▶ **SET TASK**:
Gather every line of the material below that contains the string "Trace". List those lines in the order they appear.

Image boundary labeling items:
· · ·

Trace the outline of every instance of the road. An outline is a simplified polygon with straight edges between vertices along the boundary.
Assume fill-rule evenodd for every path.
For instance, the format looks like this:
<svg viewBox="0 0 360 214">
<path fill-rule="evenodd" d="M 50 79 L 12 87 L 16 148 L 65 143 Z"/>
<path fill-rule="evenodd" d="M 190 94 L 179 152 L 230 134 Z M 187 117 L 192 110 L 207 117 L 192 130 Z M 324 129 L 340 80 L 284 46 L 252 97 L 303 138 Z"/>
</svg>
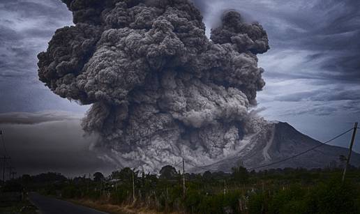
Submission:
<svg viewBox="0 0 360 214">
<path fill-rule="evenodd" d="M 29 199 L 38 208 L 41 214 L 107 214 L 68 201 L 42 196 L 36 192 L 29 193 Z"/>
</svg>

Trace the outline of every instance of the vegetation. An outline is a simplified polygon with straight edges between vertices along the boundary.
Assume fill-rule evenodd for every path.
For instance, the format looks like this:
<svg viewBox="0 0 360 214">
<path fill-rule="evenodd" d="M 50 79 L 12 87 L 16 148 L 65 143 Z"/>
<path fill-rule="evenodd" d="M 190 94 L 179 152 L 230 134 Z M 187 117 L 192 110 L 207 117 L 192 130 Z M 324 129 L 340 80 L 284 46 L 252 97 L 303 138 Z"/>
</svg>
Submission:
<svg viewBox="0 0 360 214">
<path fill-rule="evenodd" d="M 171 166 L 159 176 L 124 168 L 106 178 L 100 172 L 92 179 L 49 173 L 16 181 L 67 199 L 166 213 L 360 213 L 360 169 L 352 167 L 343 184 L 341 173 L 289 168 L 249 172 L 239 167 L 232 174 L 186 174 L 185 195 L 182 174 Z"/>
</svg>

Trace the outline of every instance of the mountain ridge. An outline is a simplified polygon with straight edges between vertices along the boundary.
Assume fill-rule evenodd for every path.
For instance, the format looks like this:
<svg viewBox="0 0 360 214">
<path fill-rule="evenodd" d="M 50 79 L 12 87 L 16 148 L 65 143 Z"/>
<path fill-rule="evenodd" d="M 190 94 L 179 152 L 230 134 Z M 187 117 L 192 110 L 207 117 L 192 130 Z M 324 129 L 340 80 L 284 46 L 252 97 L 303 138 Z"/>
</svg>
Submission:
<svg viewBox="0 0 360 214">
<path fill-rule="evenodd" d="M 232 167 L 239 165 L 243 165 L 249 169 L 256 170 L 285 167 L 336 167 L 343 165 L 344 163 L 340 160 L 340 155 L 347 156 L 349 151 L 348 148 L 340 146 L 323 144 L 284 122 L 266 125 L 264 130 L 255 135 L 248 145 L 248 148 L 244 148 L 236 155 L 227 157 L 201 168 L 195 167 L 192 169 L 195 171 L 204 171 L 204 169 L 214 171 L 231 171 Z M 290 158 L 317 146 L 319 147 L 301 155 L 268 165 Z M 350 164 L 356 167 L 360 166 L 360 154 L 353 151 Z M 268 166 L 260 167 L 264 165 Z"/>
</svg>

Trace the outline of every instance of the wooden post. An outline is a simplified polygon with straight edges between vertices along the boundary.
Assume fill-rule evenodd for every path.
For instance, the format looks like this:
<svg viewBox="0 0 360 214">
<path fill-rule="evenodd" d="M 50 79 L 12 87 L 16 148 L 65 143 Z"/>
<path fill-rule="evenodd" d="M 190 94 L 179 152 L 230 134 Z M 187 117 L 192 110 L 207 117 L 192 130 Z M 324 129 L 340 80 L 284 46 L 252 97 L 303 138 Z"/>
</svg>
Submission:
<svg viewBox="0 0 360 214">
<path fill-rule="evenodd" d="M 132 173 L 133 175 L 133 202 L 135 203 L 135 181 L 134 181 L 134 171 Z"/>
<path fill-rule="evenodd" d="M 354 145 L 354 142 L 355 141 L 355 136 L 357 135 L 357 122 L 356 122 L 354 124 L 354 130 L 352 130 L 352 136 L 351 137 L 351 142 L 350 142 L 350 147 L 349 148 L 349 155 L 347 155 L 347 159 L 346 159 L 346 165 L 344 169 L 344 173 L 343 174 L 343 180 L 342 183 L 344 183 L 345 181 L 345 176 L 346 174 L 346 169 L 347 169 L 347 166 L 349 165 L 349 163 L 350 162 L 350 157 L 351 157 L 351 153 L 352 151 L 352 146 Z"/>
<path fill-rule="evenodd" d="M 183 158 L 183 197 L 185 198 L 185 162 Z"/>
<path fill-rule="evenodd" d="M 5 169 L 6 168 L 5 163 L 7 160 L 10 160 L 10 157 L 4 155 L 3 158 L 0 158 L 0 160 L 3 161 L 3 182 L 5 183 Z"/>
</svg>

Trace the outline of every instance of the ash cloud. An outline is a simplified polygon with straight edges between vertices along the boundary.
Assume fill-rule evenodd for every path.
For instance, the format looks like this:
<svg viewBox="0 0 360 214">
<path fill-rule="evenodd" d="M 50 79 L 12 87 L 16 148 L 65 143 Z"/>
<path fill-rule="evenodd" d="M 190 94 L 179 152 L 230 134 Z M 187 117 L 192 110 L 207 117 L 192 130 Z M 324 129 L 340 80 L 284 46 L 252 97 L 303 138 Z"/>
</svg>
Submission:
<svg viewBox="0 0 360 214">
<path fill-rule="evenodd" d="M 230 11 L 209 40 L 186 0 L 63 1 L 75 25 L 38 54 L 40 79 L 92 105 L 83 129 L 120 163 L 155 170 L 199 152 L 209 162 L 255 131 L 256 54 L 269 48 L 260 24 Z"/>
</svg>

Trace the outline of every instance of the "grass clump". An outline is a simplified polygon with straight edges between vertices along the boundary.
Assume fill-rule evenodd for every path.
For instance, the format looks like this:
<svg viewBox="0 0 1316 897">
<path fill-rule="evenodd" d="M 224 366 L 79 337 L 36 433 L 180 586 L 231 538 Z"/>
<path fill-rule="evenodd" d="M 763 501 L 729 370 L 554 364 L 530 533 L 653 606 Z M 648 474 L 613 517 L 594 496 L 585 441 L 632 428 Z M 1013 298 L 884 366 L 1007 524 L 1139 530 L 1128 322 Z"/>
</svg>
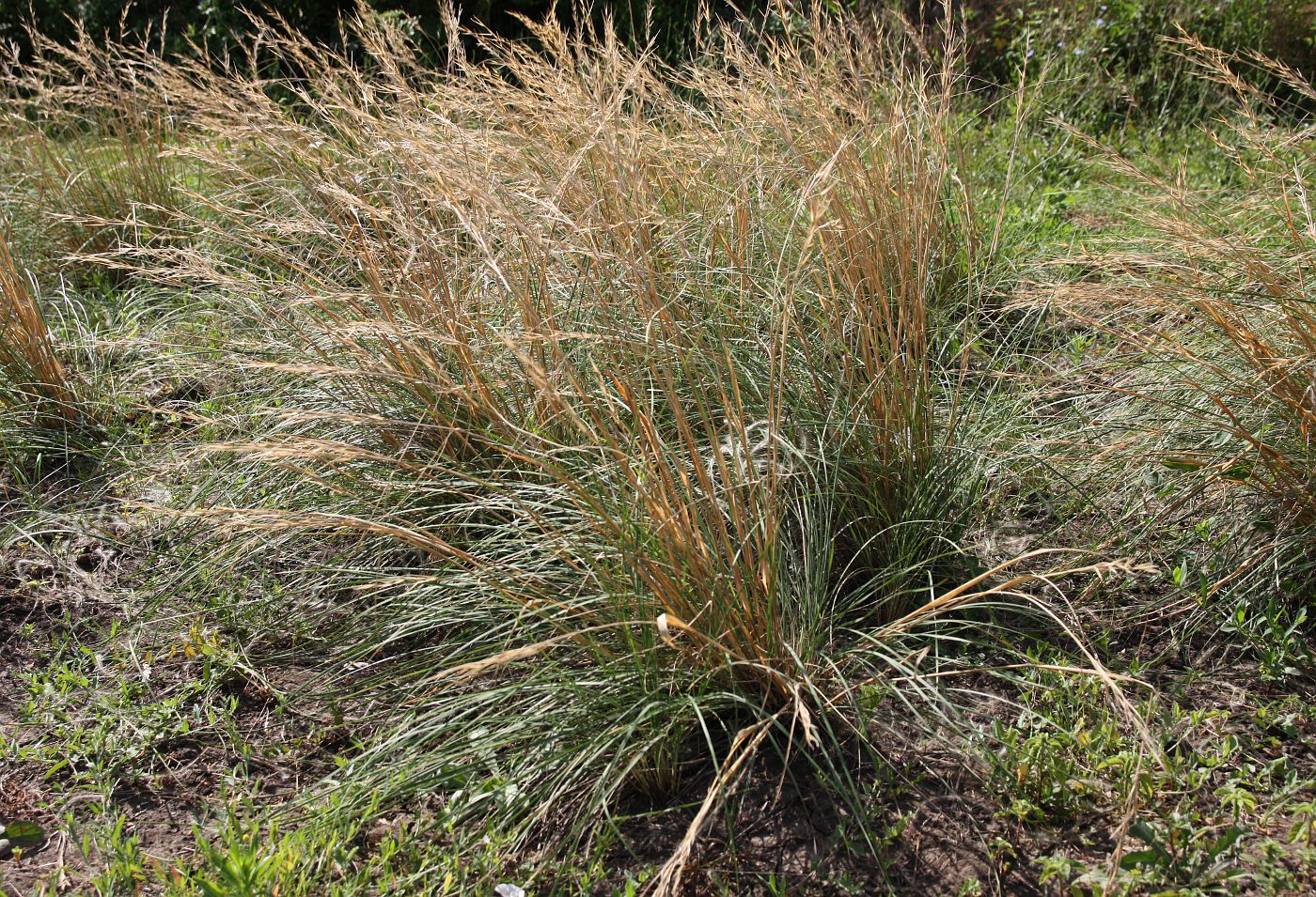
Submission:
<svg viewBox="0 0 1316 897">
<path fill-rule="evenodd" d="M 117 463 L 0 477 L 0 813 L 107 890 L 1309 883 L 1288 99 L 1180 37 L 1232 117 L 1107 150 L 894 16 L 446 21 L 9 74 L 4 383 Z"/>
</svg>

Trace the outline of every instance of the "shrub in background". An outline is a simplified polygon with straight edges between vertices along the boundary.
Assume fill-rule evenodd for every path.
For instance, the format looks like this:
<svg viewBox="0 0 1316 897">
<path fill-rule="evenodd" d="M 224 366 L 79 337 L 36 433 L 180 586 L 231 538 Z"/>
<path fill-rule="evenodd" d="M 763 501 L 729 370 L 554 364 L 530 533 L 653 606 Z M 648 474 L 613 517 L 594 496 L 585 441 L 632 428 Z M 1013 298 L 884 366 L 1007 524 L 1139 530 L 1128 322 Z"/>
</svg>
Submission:
<svg viewBox="0 0 1316 897">
<path fill-rule="evenodd" d="M 1017 0 L 988 4 L 975 17 L 978 68 L 991 83 L 1015 83 L 1020 72 L 1045 80 L 1054 114 L 1099 132 L 1223 108 L 1220 92 L 1165 45 L 1180 28 L 1225 53 L 1265 53 L 1316 71 L 1316 9 L 1308 0 Z M 1309 104 L 1282 78 L 1269 87 Z"/>
</svg>

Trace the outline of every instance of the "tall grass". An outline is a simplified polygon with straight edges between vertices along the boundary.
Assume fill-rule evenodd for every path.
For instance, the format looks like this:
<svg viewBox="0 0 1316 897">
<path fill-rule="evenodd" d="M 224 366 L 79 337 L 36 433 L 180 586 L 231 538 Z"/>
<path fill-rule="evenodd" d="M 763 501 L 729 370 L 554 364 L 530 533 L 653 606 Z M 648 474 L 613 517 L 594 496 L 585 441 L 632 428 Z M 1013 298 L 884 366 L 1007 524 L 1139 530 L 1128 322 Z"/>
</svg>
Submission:
<svg viewBox="0 0 1316 897">
<path fill-rule="evenodd" d="M 183 122 L 145 89 L 145 50 L 113 53 L 82 32 L 68 46 L 33 41 L 33 59 L 0 62 L 0 176 L 25 225 L 14 235 L 66 281 L 121 276 L 105 264 L 116 251 L 180 237 L 180 191 L 196 184 L 170 151 Z"/>
<path fill-rule="evenodd" d="M 1224 500 L 1250 546 L 1245 566 L 1296 551 L 1280 572 L 1296 593 L 1316 523 L 1316 168 L 1312 129 L 1288 122 L 1287 96 L 1311 100 L 1316 91 L 1259 55 L 1240 59 L 1191 37 L 1175 46 L 1234 97 L 1212 132 L 1229 160 L 1224 187 L 1194 189 L 1107 151 L 1140 209 L 1142 238 L 1087 259 L 1103 276 L 1062 292 L 1141 354 L 1121 389 L 1155 476 L 1190 477 L 1173 506 L 1202 495 Z M 1255 87 L 1249 70 L 1283 82 L 1286 99 Z"/>
</svg>

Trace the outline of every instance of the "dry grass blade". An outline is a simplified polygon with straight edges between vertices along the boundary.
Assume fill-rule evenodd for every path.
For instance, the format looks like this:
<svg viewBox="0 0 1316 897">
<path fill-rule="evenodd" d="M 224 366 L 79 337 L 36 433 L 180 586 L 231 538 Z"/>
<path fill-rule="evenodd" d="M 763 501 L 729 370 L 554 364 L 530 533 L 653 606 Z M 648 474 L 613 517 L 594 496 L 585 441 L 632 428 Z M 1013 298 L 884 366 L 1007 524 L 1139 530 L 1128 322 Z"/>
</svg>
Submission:
<svg viewBox="0 0 1316 897">
<path fill-rule="evenodd" d="M 68 372 L 4 233 L 0 233 L 0 375 L 4 404 L 30 406 L 46 424 L 79 418 Z"/>
</svg>

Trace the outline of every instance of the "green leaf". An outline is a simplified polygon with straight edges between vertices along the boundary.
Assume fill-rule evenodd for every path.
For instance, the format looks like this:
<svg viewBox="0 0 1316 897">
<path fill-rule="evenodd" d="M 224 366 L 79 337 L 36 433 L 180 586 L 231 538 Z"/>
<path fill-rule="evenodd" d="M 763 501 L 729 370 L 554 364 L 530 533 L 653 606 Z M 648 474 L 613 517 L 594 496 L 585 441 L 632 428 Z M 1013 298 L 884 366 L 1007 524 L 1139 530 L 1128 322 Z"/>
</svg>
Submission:
<svg viewBox="0 0 1316 897">
<path fill-rule="evenodd" d="M 1132 854 L 1125 854 L 1120 860 L 1121 869 L 1134 869 L 1140 865 L 1152 865 L 1161 859 L 1161 855 L 1154 850 L 1140 850 Z"/>
</svg>

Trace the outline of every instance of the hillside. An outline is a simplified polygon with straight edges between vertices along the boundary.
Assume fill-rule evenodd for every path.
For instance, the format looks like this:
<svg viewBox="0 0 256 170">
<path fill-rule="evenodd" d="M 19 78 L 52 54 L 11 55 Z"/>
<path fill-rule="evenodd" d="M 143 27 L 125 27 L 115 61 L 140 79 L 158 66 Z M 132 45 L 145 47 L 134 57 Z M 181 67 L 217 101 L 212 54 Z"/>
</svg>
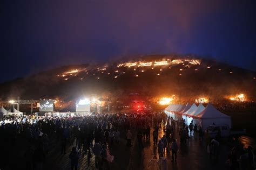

· · ·

▶ **REPLY TO THE EXERCISE**:
Trace the outline of every instance of the road. An outline is a simplified polygon with straight edges between vertices along the boundary.
Trace the outline of every instance of the vegetation. An outline is a simplified polygon with straight edges between vertices along the boundary.
Trace the outline of every instance of the mountain ridge. An outline is a simplified polygon with straight edges between vertices along the boundary.
Trace the outline of every instance of the wooden post. An outline is a simplified polygon with straight edges between vertices along the boundary.
Trace the outline of every instance of the ash cloud. An outline is a simplified polygon with straight edges between vertices along the boundary.
Trace the outline of every instance of the "grass clump". An outline is a simplified polygon with straight edges between vertices along the boundary.
Trace the outline of every instance of the "shrub in background". An outline is a simplified polygon with straight edges between vertices along the boundary.
Trace the outline of every instance of the "tall grass". An outline is a simplified polygon with straight edges between vertices along the boundary.
Trace the outline of every instance of the "dry grass blade". An outline is a simplified polygon with straight edges between vertices along the boundary.
Trace the outline of every instance of the "green leaf". An outline is a simplified polygon with straight edges between vertices along the boundary.
Trace the outline of every instance of the hillside. An outline is a simplified polygon with straight edges between vertices along the boundary.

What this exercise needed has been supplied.